**Document:**

Promised Land Commercial Success - Terry (email@example.com)
How has Promised Land has been doing commercially? I see the I Am I
video fairly often on MuchMusic, but I was wondering how the album was
selling around the world. Do there seem to be many fewer fans than
Empire attracted, or is Queensryche's popularity continuing to
build? And while we're at it, is my Operation: Empire boxed set worth
a lot yet? :)
According to a weeks-old Billboard, Building Empires made it to
the #3 slot on the US charts, and also reached the top 10 in
Germany and the top 20 in Canada. I Am I hit #8 on the Album
Rock Tracks chart. Empire, of course, is triple-platinum now,
and was in the top 30 on the Catalog Albums (older albums
selling well) chart. -sh
Promised Land Comments - Jason (firstname.lastname@example.org)
I feel Promised Land is definitely one of Queensryche's best works to
date. Never have they written something that has spoken directly to
me, as this does. In my opinion, Bridge is amazing - it's definitely
an experience to see feelings that I've felt for so long show up on an
album from my favorite band. I don't quite know how to express it, to
actually "connect" with someone who before I have only seen as above
and beyond me.

**Problem to solve:** Print the stretch of the Promised Land text from "Promised Land Commercial" through "- Jason (firstname.lastname@example.org)" word for word.

**Data:**
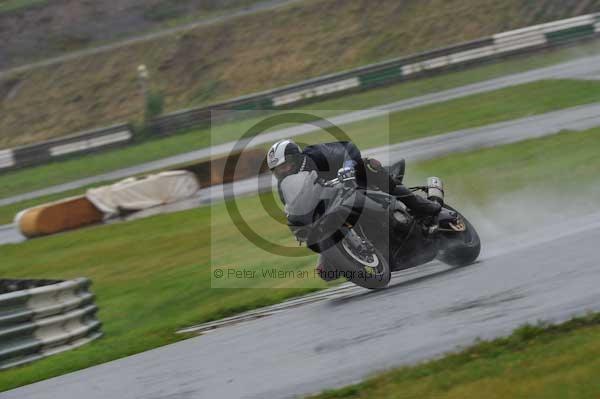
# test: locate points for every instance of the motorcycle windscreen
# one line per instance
(301, 193)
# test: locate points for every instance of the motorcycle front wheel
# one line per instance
(369, 270)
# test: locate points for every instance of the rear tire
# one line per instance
(460, 249)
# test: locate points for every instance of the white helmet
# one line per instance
(285, 158)
(281, 151)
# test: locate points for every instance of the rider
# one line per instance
(286, 158)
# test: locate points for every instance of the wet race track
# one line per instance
(337, 337)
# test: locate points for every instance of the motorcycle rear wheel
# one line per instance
(460, 248)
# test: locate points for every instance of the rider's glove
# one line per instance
(347, 172)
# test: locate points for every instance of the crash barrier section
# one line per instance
(39, 318)
(58, 216)
(85, 210)
(79, 143)
(227, 169)
(529, 39)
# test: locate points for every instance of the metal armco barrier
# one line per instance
(500, 45)
(51, 317)
(80, 143)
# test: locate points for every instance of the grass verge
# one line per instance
(153, 276)
(500, 105)
(550, 362)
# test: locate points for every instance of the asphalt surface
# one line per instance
(338, 339)
(583, 68)
(571, 119)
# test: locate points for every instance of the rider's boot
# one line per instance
(417, 204)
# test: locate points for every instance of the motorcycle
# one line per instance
(364, 235)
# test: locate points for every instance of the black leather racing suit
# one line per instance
(328, 158)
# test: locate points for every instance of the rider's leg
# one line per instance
(376, 175)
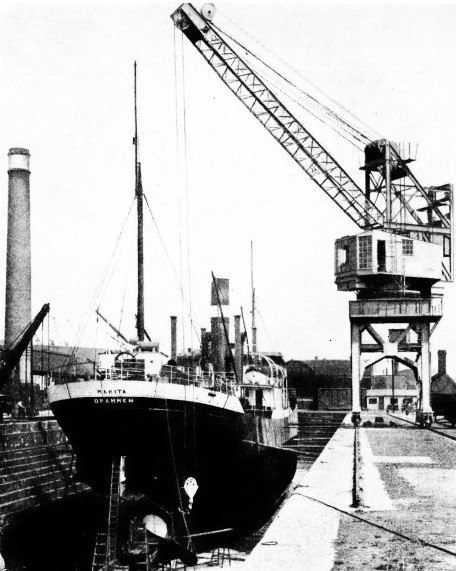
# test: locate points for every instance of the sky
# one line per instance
(67, 95)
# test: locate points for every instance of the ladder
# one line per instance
(104, 555)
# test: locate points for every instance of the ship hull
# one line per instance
(167, 437)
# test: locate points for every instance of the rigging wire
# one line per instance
(184, 120)
(173, 267)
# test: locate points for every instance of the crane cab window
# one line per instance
(365, 252)
(407, 247)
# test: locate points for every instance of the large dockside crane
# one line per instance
(405, 247)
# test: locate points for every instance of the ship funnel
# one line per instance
(18, 311)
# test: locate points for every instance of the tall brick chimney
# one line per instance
(18, 311)
(441, 358)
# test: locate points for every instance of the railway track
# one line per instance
(441, 424)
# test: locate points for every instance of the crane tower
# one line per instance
(397, 263)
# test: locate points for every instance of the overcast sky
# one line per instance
(67, 95)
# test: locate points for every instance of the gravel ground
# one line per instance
(424, 500)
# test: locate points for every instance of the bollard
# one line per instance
(356, 492)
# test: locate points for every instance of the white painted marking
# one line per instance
(403, 460)
(143, 389)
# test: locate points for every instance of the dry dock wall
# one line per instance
(35, 466)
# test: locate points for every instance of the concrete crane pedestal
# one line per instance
(408, 324)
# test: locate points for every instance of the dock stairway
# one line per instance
(315, 430)
(104, 556)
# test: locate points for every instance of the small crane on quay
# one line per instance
(404, 249)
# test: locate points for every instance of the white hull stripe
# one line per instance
(142, 389)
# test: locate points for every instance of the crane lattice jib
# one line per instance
(275, 117)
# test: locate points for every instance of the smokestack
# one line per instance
(441, 357)
(238, 347)
(173, 337)
(18, 311)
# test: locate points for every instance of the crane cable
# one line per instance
(374, 133)
(333, 115)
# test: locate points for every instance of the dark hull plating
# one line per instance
(235, 458)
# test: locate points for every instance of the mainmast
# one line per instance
(139, 201)
(253, 301)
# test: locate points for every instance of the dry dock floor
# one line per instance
(408, 520)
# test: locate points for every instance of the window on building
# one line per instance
(407, 247)
(365, 252)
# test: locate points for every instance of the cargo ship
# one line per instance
(182, 449)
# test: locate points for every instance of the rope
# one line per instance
(423, 542)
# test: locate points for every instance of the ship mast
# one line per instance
(253, 301)
(139, 200)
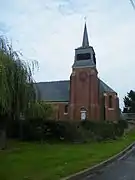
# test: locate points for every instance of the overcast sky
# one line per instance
(50, 30)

**Finished task:**
Promised Land Commercial Success - Terry (email@example.com)
How has Promised Land has been doing commercially? I see the I Am I
video fairly often on MuchMusic, but I was wondering how the album was
selling around the world. Do there seem to be many fewer fans than
Empire attracted, or is Queensryche's popularity continuing to
build? And while we're at it, is my Operation: Empire boxed set worth
a lot yet? :)
According to a weeks-old Billboard, Building Empires made it to
the #3 slot on the US charts, and also reached the top 10 in
Germany and the top 20 in Canada. I Am I hit #8 on the Album
Rock Tracks chart. Empire, of course, is triple-platinum now,
and was in the top 30 on the Catalog Albums (older albums
selling well) chart. -sh
Promised Land Comments - Jason (firstname.lastname@example.org)